***** SOURCE DATA *****

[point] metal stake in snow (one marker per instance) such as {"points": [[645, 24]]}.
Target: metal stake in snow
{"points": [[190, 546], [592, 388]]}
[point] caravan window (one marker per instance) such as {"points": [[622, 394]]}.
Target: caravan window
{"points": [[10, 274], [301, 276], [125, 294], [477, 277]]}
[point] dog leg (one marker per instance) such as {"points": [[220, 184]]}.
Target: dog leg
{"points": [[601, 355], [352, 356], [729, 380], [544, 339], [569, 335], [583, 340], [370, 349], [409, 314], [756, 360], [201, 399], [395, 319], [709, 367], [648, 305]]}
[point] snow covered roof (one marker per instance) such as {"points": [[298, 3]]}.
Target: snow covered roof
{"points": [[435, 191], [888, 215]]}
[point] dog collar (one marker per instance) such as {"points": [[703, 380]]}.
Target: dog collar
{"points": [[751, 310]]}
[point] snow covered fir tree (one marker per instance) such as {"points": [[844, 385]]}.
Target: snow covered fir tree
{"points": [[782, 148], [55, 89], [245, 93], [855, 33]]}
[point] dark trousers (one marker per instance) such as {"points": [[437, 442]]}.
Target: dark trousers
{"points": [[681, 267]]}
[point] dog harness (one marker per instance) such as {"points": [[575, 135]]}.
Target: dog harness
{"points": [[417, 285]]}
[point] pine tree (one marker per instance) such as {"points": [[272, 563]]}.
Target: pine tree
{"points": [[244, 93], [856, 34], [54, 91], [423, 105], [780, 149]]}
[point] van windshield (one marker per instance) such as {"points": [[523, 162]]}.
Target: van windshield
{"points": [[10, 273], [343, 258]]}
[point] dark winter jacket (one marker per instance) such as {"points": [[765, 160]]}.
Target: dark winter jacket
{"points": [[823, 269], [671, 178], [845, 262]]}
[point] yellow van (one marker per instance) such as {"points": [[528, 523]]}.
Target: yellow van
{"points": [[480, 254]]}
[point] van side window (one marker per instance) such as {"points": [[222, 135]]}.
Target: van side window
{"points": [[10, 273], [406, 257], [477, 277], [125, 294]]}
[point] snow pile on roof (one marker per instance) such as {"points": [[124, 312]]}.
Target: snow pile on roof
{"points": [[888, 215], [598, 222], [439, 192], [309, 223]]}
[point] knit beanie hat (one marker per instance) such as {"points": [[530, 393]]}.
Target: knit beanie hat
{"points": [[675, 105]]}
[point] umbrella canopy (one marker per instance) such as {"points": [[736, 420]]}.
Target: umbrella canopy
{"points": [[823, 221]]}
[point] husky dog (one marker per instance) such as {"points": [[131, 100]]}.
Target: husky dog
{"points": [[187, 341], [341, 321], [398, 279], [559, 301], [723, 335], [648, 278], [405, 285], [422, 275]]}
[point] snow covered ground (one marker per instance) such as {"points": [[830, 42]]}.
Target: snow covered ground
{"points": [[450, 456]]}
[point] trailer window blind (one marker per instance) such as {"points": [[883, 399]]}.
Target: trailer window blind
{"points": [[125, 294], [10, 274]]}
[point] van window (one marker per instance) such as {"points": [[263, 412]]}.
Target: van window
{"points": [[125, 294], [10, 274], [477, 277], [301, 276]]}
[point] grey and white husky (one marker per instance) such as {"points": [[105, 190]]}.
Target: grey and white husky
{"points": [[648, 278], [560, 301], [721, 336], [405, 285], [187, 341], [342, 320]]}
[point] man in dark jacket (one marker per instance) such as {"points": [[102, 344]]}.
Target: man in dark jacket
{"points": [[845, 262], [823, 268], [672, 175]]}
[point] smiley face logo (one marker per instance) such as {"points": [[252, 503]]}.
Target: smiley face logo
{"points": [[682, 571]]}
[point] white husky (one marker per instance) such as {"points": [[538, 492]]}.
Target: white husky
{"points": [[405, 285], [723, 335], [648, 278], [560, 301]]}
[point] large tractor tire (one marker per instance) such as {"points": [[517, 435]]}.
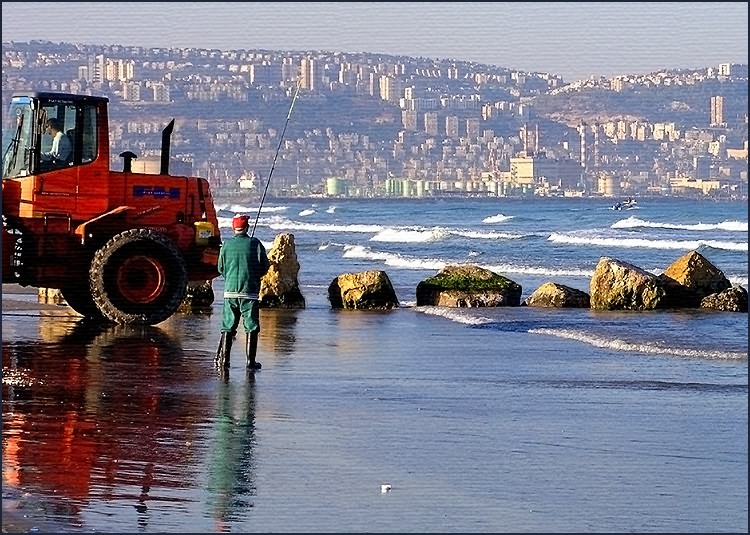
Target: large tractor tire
{"points": [[138, 276]]}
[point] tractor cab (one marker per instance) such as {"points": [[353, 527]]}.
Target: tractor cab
{"points": [[51, 131]]}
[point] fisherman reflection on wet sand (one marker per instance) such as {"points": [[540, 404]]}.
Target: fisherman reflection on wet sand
{"points": [[231, 472]]}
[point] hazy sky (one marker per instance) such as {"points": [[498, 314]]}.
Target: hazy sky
{"points": [[572, 39]]}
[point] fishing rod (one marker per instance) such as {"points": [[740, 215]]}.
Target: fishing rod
{"points": [[273, 165]]}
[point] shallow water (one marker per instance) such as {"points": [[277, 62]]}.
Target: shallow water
{"points": [[476, 426]]}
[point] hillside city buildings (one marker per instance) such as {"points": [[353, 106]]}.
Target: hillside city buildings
{"points": [[371, 125]]}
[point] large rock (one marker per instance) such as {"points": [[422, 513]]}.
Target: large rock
{"points": [[553, 295], [468, 286], [279, 287], [366, 290], [732, 300], [617, 285], [689, 279]]}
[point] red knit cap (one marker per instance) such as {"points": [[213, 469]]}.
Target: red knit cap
{"points": [[240, 222]]}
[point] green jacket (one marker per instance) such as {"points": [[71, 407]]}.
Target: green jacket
{"points": [[242, 263]]}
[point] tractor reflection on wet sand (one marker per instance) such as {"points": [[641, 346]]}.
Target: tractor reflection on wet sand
{"points": [[121, 246]]}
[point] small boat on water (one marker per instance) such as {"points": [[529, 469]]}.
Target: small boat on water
{"points": [[627, 204]]}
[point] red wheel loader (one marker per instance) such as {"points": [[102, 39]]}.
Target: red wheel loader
{"points": [[121, 246]]}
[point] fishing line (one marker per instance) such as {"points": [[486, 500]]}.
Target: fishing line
{"points": [[273, 165]]}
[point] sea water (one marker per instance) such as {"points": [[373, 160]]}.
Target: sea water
{"points": [[418, 419]]}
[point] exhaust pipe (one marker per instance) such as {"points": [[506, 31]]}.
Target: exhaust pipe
{"points": [[166, 135]]}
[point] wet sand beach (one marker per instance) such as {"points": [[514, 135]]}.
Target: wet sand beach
{"points": [[398, 421]]}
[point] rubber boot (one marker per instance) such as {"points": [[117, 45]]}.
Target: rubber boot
{"points": [[222, 353], [251, 348]]}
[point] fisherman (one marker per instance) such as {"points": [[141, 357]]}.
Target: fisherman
{"points": [[242, 263]]}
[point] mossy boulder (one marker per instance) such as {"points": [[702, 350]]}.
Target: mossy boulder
{"points": [[369, 290], [468, 286]]}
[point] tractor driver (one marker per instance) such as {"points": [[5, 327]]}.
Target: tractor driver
{"points": [[61, 150]]}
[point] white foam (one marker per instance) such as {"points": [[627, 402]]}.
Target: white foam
{"points": [[638, 347]]}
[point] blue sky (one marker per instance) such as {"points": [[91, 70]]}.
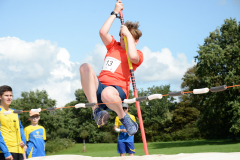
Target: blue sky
{"points": [[43, 43]]}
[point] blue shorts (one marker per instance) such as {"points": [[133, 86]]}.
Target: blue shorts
{"points": [[101, 86], [126, 147]]}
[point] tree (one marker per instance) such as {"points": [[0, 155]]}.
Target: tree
{"points": [[218, 63]]}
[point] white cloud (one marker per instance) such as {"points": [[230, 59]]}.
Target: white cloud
{"points": [[162, 66], [43, 65], [38, 65]]}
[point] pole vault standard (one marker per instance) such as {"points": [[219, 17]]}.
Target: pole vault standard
{"points": [[135, 92]]}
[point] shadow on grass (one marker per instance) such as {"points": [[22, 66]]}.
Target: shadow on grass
{"points": [[159, 145]]}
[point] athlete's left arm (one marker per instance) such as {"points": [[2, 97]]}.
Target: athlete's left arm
{"points": [[132, 50], [22, 132]]}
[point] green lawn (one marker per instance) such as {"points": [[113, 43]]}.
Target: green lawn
{"points": [[175, 147]]}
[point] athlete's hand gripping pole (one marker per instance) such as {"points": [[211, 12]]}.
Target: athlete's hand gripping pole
{"points": [[135, 92]]}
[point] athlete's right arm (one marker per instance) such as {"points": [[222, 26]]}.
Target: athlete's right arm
{"points": [[105, 36], [3, 147]]}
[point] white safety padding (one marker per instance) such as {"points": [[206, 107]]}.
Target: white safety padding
{"points": [[36, 110], [129, 100], [117, 130], [7, 112], [201, 91], [155, 96], [80, 105]]}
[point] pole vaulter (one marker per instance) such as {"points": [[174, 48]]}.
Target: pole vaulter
{"points": [[135, 92]]}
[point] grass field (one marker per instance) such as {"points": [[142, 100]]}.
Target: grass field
{"points": [[175, 147]]}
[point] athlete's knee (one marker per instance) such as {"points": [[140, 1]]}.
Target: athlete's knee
{"points": [[85, 68]]}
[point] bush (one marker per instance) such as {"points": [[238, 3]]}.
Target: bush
{"points": [[58, 144], [62, 132]]}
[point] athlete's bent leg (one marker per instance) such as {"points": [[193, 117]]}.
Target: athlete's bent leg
{"points": [[90, 86], [110, 94], [89, 83]]}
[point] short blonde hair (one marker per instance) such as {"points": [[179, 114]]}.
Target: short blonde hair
{"points": [[133, 29]]}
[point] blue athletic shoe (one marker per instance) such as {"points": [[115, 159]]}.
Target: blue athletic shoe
{"points": [[100, 117], [129, 124]]}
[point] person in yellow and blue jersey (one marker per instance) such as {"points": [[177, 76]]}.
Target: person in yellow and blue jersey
{"points": [[125, 142], [36, 136], [12, 138]]}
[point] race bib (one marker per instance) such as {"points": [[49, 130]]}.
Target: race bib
{"points": [[111, 64]]}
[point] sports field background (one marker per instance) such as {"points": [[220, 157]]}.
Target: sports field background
{"points": [[198, 146]]}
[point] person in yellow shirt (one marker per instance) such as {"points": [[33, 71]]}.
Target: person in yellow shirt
{"points": [[12, 138], [125, 141], [36, 136]]}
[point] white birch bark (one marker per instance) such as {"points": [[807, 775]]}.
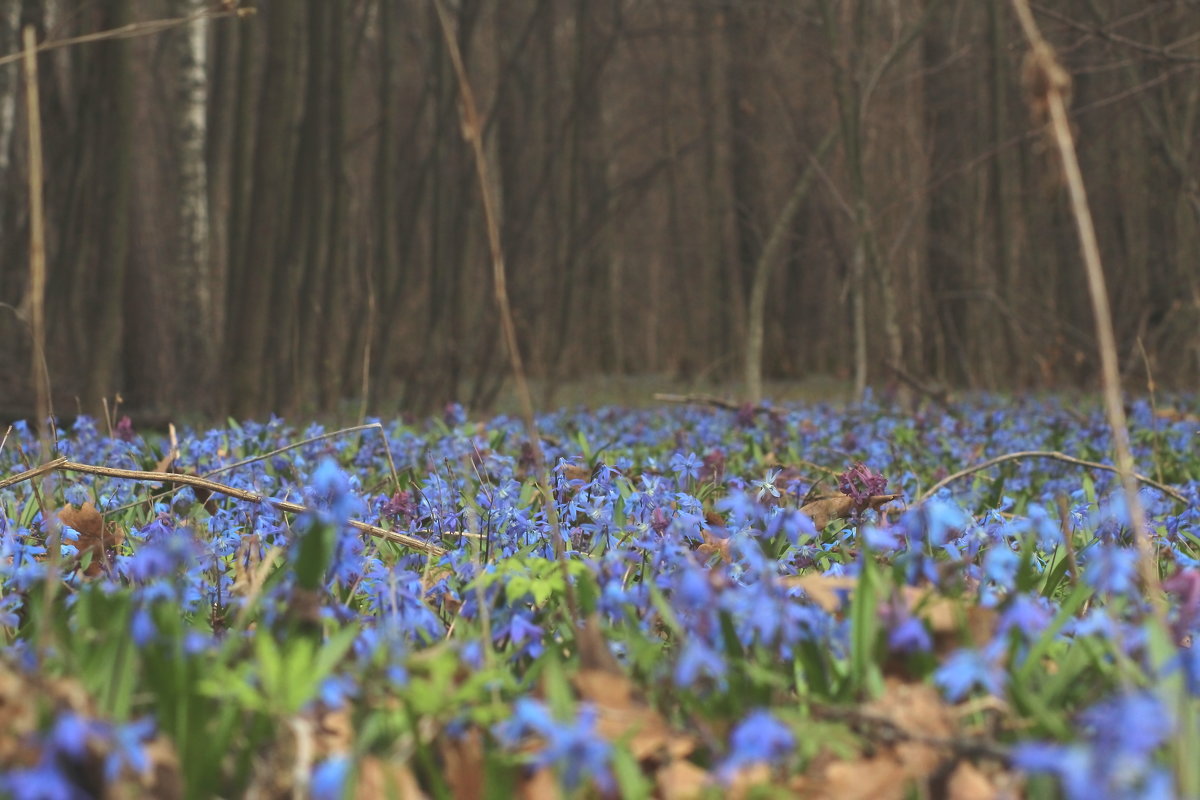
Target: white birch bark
{"points": [[199, 318]]}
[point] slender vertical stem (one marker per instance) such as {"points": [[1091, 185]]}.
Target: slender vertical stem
{"points": [[1050, 83], [41, 378]]}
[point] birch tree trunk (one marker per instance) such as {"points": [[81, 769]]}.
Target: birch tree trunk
{"points": [[9, 76], [197, 330]]}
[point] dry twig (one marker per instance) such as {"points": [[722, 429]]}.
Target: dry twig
{"points": [[1055, 456], [1048, 86], [65, 465]]}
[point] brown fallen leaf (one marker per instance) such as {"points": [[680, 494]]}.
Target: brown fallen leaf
{"points": [[541, 785], [681, 780], [96, 536], [713, 546], [383, 779], [465, 769], [623, 715], [969, 783], [826, 590], [840, 506]]}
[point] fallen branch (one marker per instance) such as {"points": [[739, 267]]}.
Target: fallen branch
{"points": [[1055, 456], [133, 30], [715, 402], [65, 465]]}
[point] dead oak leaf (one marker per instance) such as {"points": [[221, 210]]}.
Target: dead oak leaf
{"points": [[840, 506], [624, 716], [96, 536]]}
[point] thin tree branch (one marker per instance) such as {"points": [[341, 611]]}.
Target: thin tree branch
{"points": [[65, 465], [1055, 456], [1048, 84]]}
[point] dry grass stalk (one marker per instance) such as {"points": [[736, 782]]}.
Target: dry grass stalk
{"points": [[1049, 86]]}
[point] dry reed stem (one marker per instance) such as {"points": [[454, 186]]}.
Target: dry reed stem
{"points": [[65, 465], [1050, 84], [592, 650], [1055, 456], [131, 31]]}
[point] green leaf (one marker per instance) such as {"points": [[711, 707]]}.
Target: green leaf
{"points": [[315, 554]]}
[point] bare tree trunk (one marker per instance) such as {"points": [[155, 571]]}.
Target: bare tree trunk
{"points": [[767, 262], [105, 370], [9, 79], [251, 318], [198, 337]]}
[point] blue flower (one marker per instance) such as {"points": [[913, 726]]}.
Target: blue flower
{"points": [[333, 492], [964, 671], [42, 782], [910, 636], [329, 779], [760, 738], [697, 659], [767, 485], [573, 747], [1111, 569], [687, 467]]}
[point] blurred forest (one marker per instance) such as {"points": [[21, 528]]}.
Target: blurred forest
{"points": [[277, 211]]}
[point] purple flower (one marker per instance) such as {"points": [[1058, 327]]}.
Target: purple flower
{"points": [[859, 483]]}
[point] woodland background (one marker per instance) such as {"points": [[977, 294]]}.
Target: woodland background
{"points": [[277, 211]]}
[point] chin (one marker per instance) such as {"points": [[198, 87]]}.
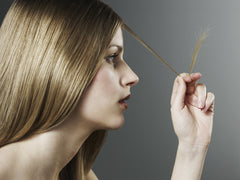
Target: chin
{"points": [[116, 124]]}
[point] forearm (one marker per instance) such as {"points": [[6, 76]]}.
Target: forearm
{"points": [[189, 162]]}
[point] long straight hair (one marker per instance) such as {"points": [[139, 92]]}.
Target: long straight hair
{"points": [[50, 51]]}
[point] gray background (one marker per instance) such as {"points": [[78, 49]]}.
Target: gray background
{"points": [[146, 145]]}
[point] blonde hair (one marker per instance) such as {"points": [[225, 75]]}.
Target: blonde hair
{"points": [[49, 53]]}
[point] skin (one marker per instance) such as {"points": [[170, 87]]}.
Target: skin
{"points": [[192, 116], [44, 155]]}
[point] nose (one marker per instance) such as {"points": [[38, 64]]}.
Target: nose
{"points": [[128, 77]]}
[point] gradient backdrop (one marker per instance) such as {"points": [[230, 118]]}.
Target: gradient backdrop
{"points": [[144, 149]]}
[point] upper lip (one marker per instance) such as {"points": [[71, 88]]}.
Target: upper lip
{"points": [[125, 98]]}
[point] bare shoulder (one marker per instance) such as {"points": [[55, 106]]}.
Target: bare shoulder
{"points": [[91, 175]]}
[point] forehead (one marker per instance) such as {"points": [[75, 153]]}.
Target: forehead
{"points": [[117, 38]]}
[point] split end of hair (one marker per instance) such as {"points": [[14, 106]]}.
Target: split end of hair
{"points": [[196, 50]]}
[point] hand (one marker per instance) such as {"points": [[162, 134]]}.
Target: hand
{"points": [[192, 110]]}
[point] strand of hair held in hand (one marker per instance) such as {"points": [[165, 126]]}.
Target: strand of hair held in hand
{"points": [[161, 59]]}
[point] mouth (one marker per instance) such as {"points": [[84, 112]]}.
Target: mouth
{"points": [[123, 103]]}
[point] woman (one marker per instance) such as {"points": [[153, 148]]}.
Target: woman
{"points": [[64, 83]]}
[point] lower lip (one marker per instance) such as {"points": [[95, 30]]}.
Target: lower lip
{"points": [[124, 105]]}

*****

### AIM OF THE EXERCISE
Restate verbatim the first line above and all lines after it through the line containing "[point] caravan window"; omit the rest.

### REPLY
[point] metal stake in snow (one marker per instance) such as {"points": [[645, 24]]}.
Target: metal stake in snow
{"points": [[190, 546], [592, 388]]}
[point] caravan window (one marker per instance) such as {"points": [[622, 394]]}.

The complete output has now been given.